— Task to carry out —
Please pick out each line in the rows below that contains the word "headlight" and copy those lines in full. Only lines that match the word's case count.

-- START Supplied material --

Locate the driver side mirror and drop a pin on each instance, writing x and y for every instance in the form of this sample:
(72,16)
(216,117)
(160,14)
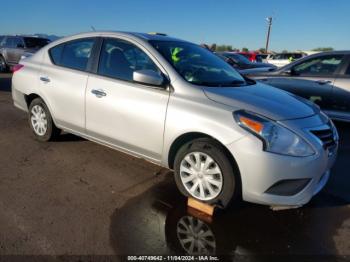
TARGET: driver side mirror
(149,77)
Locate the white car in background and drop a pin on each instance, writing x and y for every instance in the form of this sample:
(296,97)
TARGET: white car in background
(283,59)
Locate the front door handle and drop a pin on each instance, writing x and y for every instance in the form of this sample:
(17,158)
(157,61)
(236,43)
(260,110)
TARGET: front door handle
(44,79)
(323,82)
(98,93)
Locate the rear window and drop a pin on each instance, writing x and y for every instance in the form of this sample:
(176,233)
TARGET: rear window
(34,42)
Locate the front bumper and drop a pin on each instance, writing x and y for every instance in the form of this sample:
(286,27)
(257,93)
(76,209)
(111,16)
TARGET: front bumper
(261,170)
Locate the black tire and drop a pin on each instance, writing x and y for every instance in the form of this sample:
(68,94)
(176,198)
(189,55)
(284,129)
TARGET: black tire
(3,65)
(52,132)
(230,174)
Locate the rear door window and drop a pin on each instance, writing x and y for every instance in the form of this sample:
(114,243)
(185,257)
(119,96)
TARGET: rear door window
(119,59)
(74,54)
(35,42)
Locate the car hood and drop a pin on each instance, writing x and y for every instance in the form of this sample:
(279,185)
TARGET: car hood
(263,100)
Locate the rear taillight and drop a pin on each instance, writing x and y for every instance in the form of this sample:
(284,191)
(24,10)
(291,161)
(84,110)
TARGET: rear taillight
(16,68)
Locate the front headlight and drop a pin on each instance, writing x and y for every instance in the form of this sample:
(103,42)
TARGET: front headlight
(276,138)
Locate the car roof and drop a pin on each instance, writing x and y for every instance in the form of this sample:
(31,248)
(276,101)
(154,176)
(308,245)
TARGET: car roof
(142,36)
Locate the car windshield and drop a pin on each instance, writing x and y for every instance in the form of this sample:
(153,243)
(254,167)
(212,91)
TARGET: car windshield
(34,42)
(197,65)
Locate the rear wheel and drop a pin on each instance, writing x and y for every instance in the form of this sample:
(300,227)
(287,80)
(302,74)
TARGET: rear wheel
(204,172)
(3,65)
(41,122)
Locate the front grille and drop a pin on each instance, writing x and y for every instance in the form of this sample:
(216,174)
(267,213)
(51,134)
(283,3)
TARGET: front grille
(326,136)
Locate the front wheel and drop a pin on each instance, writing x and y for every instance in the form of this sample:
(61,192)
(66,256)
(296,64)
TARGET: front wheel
(41,122)
(204,172)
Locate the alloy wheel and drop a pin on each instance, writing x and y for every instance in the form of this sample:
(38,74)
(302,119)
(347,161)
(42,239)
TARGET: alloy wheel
(39,120)
(195,237)
(201,176)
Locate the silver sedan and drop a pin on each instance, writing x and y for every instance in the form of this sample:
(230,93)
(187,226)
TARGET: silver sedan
(180,106)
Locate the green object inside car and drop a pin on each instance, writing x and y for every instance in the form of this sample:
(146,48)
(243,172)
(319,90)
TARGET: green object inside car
(175,54)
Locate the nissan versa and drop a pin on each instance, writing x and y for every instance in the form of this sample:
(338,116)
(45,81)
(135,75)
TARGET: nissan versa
(180,106)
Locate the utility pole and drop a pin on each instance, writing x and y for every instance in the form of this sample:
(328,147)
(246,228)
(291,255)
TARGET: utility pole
(269,23)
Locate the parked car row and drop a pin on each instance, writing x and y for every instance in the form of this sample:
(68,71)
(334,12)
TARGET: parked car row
(13,48)
(323,78)
(180,106)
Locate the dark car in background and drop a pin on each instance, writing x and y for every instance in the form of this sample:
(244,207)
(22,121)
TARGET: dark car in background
(12,48)
(323,78)
(251,55)
(240,62)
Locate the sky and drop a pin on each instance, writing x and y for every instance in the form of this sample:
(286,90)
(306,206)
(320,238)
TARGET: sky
(297,24)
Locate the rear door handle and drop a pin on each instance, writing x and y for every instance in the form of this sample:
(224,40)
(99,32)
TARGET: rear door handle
(44,79)
(323,82)
(98,93)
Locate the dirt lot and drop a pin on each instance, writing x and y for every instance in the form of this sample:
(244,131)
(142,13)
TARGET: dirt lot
(75,197)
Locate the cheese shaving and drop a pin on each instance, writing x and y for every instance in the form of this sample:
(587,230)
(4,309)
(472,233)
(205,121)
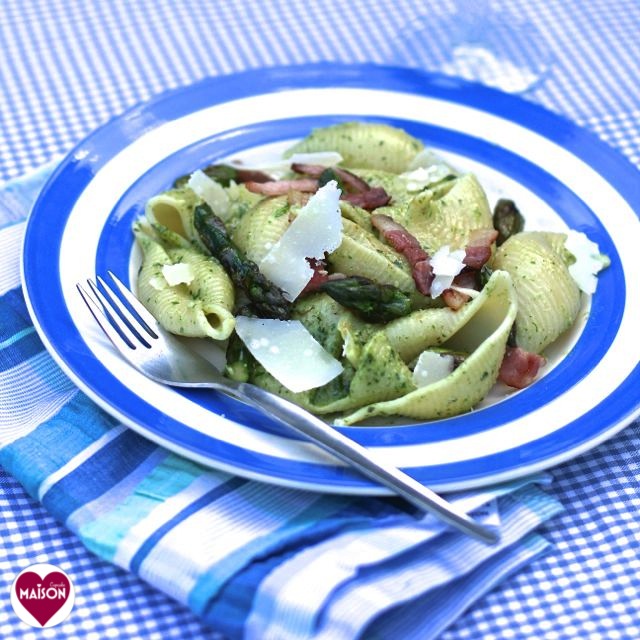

-- END Supplied material --

— Expected answer —
Locate the front headlight and drop a pin on each instance, writing x and y for every instance in the form of this sample:
TARGET: front headlight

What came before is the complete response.